• Data shown
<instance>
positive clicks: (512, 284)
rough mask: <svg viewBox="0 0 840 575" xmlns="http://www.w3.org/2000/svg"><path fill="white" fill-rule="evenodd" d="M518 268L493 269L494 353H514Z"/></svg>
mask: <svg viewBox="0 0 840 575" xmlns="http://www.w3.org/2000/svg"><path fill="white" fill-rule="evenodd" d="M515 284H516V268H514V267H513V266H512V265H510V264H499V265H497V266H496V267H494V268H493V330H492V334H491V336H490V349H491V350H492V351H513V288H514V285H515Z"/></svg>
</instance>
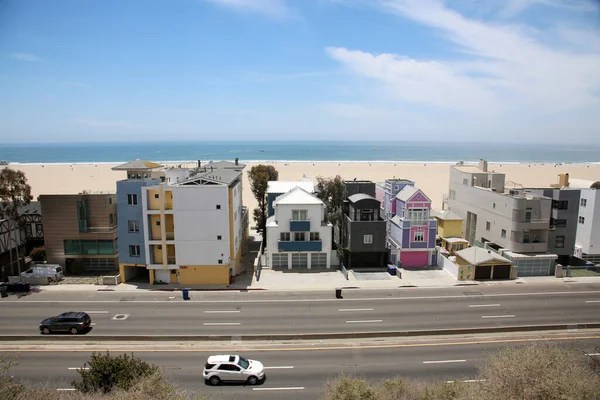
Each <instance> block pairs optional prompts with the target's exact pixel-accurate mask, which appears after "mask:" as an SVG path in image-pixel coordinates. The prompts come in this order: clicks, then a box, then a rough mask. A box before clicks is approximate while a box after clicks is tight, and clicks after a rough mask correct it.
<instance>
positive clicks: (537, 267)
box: [444, 160, 558, 276]
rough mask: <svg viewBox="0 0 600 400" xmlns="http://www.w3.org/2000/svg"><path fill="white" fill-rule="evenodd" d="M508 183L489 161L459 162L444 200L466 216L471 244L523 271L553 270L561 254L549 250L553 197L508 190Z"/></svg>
mask: <svg viewBox="0 0 600 400" xmlns="http://www.w3.org/2000/svg"><path fill="white" fill-rule="evenodd" d="M505 184H506V182H505V175H504V174H500V173H495V172H490V171H488V170H487V162H486V161H483V160H482V161H481V162H480V163H479V165H478V166H475V165H455V166H452V167H451V168H450V184H449V194H448V197H447V198H446V199H445V200H444V202H445V205H447V206H448V208H449V209H450V210H451V211H452V212H454V213H455V214H457V215H458V216H460V217H461V218H463V221H464V222H463V232H464V236H465V239H467V240H468V241H469V242H470V243H471V244H473V245H479V246H482V247H486V248H490V249H493V250H495V251H497V252H498V253H500V254H501V255H503V256H504V257H507V258H509V260H510V261H512V262H513V264H514V265H517V266H518V267H519V269H518V271H519V272H518V274H519V276H531V275H553V274H554V271H555V264H556V259H557V258H558V257H557V256H556V255H555V254H547V249H548V236H549V231H550V227H549V225H550V215H551V207H552V199H550V198H547V197H543V196H538V195H535V194H531V193H524V192H522V193H519V192H518V191H517V190H510V189H508V190H507V188H506V187H505ZM515 186H516V185H515ZM503 253H506V254H503Z"/></svg>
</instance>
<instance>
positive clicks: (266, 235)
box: [248, 164, 279, 245]
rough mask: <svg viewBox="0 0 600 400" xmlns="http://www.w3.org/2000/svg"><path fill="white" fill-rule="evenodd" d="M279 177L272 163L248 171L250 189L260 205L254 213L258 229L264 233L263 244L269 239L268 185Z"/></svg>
mask: <svg viewBox="0 0 600 400" xmlns="http://www.w3.org/2000/svg"><path fill="white" fill-rule="evenodd" d="M277 179H279V172H277V170H276V169H275V167H274V166H272V165H264V164H259V165H255V166H254V167H252V168H251V169H250V171H248V180H249V181H250V189H251V190H252V194H254V198H255V199H256V201H257V202H258V207H257V208H255V209H254V210H253V211H252V214H253V216H254V220H255V221H256V230H257V232H258V233H261V234H262V237H263V245H264V244H265V243H266V240H267V230H266V226H267V207H268V202H267V186H268V183H269V181H276V180H277Z"/></svg>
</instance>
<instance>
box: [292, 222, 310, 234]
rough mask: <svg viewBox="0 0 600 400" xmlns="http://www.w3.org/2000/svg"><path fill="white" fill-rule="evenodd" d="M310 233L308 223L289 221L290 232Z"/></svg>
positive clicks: (309, 228) (306, 222)
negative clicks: (308, 232)
mask: <svg viewBox="0 0 600 400" xmlns="http://www.w3.org/2000/svg"><path fill="white" fill-rule="evenodd" d="M309 231H310V221H309V220H305V221H297V220H290V232H309Z"/></svg>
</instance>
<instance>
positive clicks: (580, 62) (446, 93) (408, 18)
mask: <svg viewBox="0 0 600 400" xmlns="http://www.w3.org/2000/svg"><path fill="white" fill-rule="evenodd" d="M377 4H378V5H379V6H380V7H382V9H383V10H385V11H387V12H390V13H393V14H396V15H398V16H399V17H402V18H407V19H410V20H413V21H416V22H418V23H421V24H422V25H425V26H428V27H430V28H432V29H434V30H436V31H438V32H440V33H442V35H443V36H442V37H443V38H444V39H446V40H448V41H450V42H451V43H453V44H454V45H458V49H459V51H458V52H457V53H456V55H455V58H454V59H453V60H448V59H444V60H441V59H440V60H435V59H431V60H417V59H414V58H411V57H410V55H397V54H372V53H369V52H366V51H362V50H354V49H346V48H329V49H327V52H328V54H329V55H330V56H331V57H332V58H333V59H335V60H337V61H339V62H340V63H342V64H343V65H345V66H346V67H347V68H349V69H350V70H351V71H352V72H354V73H355V74H357V75H358V76H361V77H365V78H369V79H373V80H375V81H378V82H380V83H381V86H380V89H379V90H380V91H381V92H382V93H384V94H385V95H387V96H390V97H393V98H395V99H397V100H401V101H402V102H406V103H418V104H426V105H429V106H432V107H436V108H439V109H445V110H462V111H466V112H471V114H473V115H475V116H478V117H480V116H481V114H480V113H481V112H482V111H483V110H485V112H486V114H490V113H493V114H495V115H497V116H501V115H505V116H508V115H510V116H511V117H514V116H516V115H519V114H520V115H522V116H523V115H526V116H527V117H529V116H530V115H538V116H539V115H544V114H546V115H547V114H552V113H554V112H561V111H565V112H566V111H569V110H573V109H578V108H582V107H596V108H597V107H598V106H599V105H600V102H599V97H598V93H599V90H600V68H599V67H598V66H599V65H600V53H599V52H598V51H597V49H593V48H592V49H590V50H588V51H587V52H585V53H582V52H577V53H576V52H572V51H570V49H565V48H562V49H561V48H555V47H556V45H554V46H552V47H551V46H549V45H544V44H543V43H541V42H540V41H537V40H536V39H535V37H534V36H533V34H532V32H533V30H532V29H531V28H530V27H528V26H518V25H509V24H498V23H497V22H496V23H491V22H483V21H480V20H472V19H469V18H467V17H465V16H463V15H461V14H459V13H458V12H456V11H454V10H451V9H449V8H447V7H446V6H444V4H443V3H442V2H441V1H436V0H377ZM399 23H400V21H399ZM582 32H583V33H582ZM555 34H558V35H560V31H559V32H556V33H555ZM584 38H585V40H590V38H595V40H596V41H597V40H599V39H600V36H598V34H597V33H596V32H595V31H592V30H589V31H578V34H577V35H575V34H570V35H569V38H568V40H569V41H571V42H573V41H578V40H584ZM417 40H418V39H417ZM566 41H567V40H566V39H565V40H564V42H566ZM580 44H582V45H583V43H580ZM599 122H600V121H599Z"/></svg>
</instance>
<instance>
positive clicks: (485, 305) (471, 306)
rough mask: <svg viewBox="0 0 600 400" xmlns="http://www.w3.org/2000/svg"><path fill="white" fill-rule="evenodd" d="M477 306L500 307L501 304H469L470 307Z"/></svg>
mask: <svg viewBox="0 0 600 400" xmlns="http://www.w3.org/2000/svg"><path fill="white" fill-rule="evenodd" d="M476 307H500V304H473V305H471V306H469V308H476Z"/></svg>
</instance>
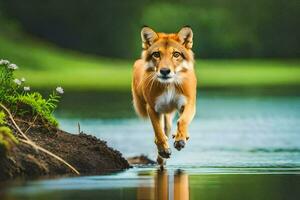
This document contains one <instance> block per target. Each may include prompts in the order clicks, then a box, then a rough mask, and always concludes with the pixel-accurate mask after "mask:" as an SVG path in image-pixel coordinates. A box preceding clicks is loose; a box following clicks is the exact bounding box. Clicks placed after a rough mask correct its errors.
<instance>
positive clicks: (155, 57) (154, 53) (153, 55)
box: [152, 51, 160, 58]
mask: <svg viewBox="0 0 300 200" xmlns="http://www.w3.org/2000/svg"><path fill="white" fill-rule="evenodd" d="M152 57H153V58H160V53H159V52H158V51H155V52H153V53H152Z"/></svg>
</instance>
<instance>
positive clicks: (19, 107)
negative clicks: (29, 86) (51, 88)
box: [0, 60, 64, 126]
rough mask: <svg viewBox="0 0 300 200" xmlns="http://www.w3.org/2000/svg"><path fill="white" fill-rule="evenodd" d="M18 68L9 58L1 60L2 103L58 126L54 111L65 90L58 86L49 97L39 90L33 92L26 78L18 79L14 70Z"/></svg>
mask: <svg viewBox="0 0 300 200" xmlns="http://www.w3.org/2000/svg"><path fill="white" fill-rule="evenodd" d="M17 69H18V66H17V65H16V64H13V63H10V62H9V61H7V60H0V103H3V104H5V105H6V106H8V107H9V108H10V110H11V111H13V112H14V113H16V114H17V115H20V116H22V115H32V116H33V115H40V116H41V117H42V119H45V120H46V121H47V122H49V123H50V124H52V125H54V126H57V125H58V122H57V120H56V119H55V118H54V117H53V112H54V110H55V108H56V107H57V104H58V102H59V100H60V94H62V93H63V92H64V91H63V89H62V88H61V87H57V88H56V90H55V91H53V92H52V94H50V95H49V97H48V99H45V98H43V96H42V95H41V94H40V93H38V92H31V91H30V87H29V86H26V85H25V81H26V80H25V78H21V79H16V78H15V77H14V71H15V70H17Z"/></svg>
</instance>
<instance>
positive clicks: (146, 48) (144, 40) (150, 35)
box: [141, 26, 158, 49]
mask: <svg viewBox="0 0 300 200" xmlns="http://www.w3.org/2000/svg"><path fill="white" fill-rule="evenodd" d="M141 37H142V42H143V43H142V45H143V49H148V48H149V47H150V46H151V45H152V44H153V43H154V41H155V40H156V39H157V38H158V36H157V34H156V32H155V31H154V30H152V29H151V28H149V27H147V26H144V27H143V28H142V30H141Z"/></svg>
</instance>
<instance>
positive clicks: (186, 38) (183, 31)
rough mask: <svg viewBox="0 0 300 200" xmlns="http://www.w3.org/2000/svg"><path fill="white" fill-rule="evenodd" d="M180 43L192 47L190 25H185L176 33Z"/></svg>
mask: <svg viewBox="0 0 300 200" xmlns="http://www.w3.org/2000/svg"><path fill="white" fill-rule="evenodd" d="M177 35H178V37H179V40H180V42H181V44H182V45H184V46H185V47H186V48H188V49H191V48H192V47H193V31H192V29H191V27H189V26H185V27H183V28H182V29H181V30H180V31H179V32H178V33H177Z"/></svg>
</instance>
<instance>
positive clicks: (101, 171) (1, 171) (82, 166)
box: [0, 117, 130, 180]
mask: <svg viewBox="0 0 300 200" xmlns="http://www.w3.org/2000/svg"><path fill="white" fill-rule="evenodd" d="M15 120H16V122H17V124H18V125H19V127H20V128H21V130H22V131H23V132H25V133H26V135H27V136H28V137H29V138H30V139H31V140H32V141H34V142H35V143H36V144H38V145H39V146H41V147H43V148H45V149H47V150H49V151H51V152H52V153H54V154H56V155H58V156H60V157H61V158H63V159H65V160H66V161H67V162H68V163H70V164H71V165H72V166H74V167H75V168H76V169H77V170H78V171H79V172H80V174H81V175H96V174H104V173H110V172H115V171H120V170H124V169H127V168H129V167H130V165H129V164H128V162H127V160H126V159H125V158H123V156H122V154H121V153H120V152H119V151H117V150H114V149H112V148H110V147H108V146H107V145H106V142H105V141H102V140H100V139H97V138H96V137H93V136H90V135H87V134H84V133H79V134H70V133H67V132H65V131H62V130H60V129H58V128H56V127H54V126H51V125H49V124H47V123H45V122H44V121H43V120H42V119H35V120H34V121H32V118H28V119H24V117H23V118H16V119H15ZM10 126H11V129H13V130H14V132H15V133H17V130H16V129H15V127H14V126H13V125H12V123H11V124H10ZM58 175H74V172H72V171H71V170H70V169H69V168H68V167H66V165H64V164H63V163H62V162H60V161H58V160H56V159H55V158H53V157H51V156H49V155H47V154H45V153H43V152H41V151H38V150H36V149H34V148H33V147H32V146H30V145H27V144H25V143H22V142H20V143H19V144H18V145H16V146H15V147H14V148H13V149H12V150H11V151H10V152H9V154H8V155H0V180H7V179H14V178H36V177H42V176H58Z"/></svg>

• Instructions for the task
Count the lines of the items above that contain the string "negative", treating uppercase and lowercase as different, and reply with only that number.

• Response to the task
2